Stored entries
++++++++
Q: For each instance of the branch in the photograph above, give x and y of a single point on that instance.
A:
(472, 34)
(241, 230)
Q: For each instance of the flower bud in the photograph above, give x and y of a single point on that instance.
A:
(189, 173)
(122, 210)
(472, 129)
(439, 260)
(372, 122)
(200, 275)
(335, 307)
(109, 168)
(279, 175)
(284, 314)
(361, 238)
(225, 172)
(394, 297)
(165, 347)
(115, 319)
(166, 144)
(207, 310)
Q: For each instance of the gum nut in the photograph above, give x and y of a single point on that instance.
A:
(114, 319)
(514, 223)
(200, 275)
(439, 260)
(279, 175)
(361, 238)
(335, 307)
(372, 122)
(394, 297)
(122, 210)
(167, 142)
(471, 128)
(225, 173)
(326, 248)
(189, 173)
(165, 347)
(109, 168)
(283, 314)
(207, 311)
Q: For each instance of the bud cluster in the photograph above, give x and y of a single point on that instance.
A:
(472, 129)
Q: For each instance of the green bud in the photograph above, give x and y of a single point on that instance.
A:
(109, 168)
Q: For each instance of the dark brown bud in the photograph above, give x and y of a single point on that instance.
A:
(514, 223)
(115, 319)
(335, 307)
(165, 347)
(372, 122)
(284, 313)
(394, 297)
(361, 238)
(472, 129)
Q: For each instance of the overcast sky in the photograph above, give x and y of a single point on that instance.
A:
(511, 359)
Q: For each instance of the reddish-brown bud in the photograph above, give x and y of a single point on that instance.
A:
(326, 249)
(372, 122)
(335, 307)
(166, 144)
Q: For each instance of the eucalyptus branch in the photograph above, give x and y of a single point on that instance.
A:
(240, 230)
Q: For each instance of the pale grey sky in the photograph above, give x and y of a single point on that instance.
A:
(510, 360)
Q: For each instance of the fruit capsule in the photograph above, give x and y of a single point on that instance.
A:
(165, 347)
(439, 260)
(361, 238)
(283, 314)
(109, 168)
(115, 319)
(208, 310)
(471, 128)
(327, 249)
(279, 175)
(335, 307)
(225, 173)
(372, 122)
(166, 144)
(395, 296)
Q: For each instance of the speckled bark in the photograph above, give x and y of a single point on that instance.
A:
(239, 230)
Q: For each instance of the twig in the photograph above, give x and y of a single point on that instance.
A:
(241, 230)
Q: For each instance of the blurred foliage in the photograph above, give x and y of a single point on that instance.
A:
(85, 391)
++++++++
Task details
Among the lines above, list those that contain the word "branch".

Answer box
Q: For each instance of the branch in the photograph above, give x and y of a single point on that instance.
Q: For each instance of the eucalyptus branch in the photograph above, give x and y of a single point on that instance.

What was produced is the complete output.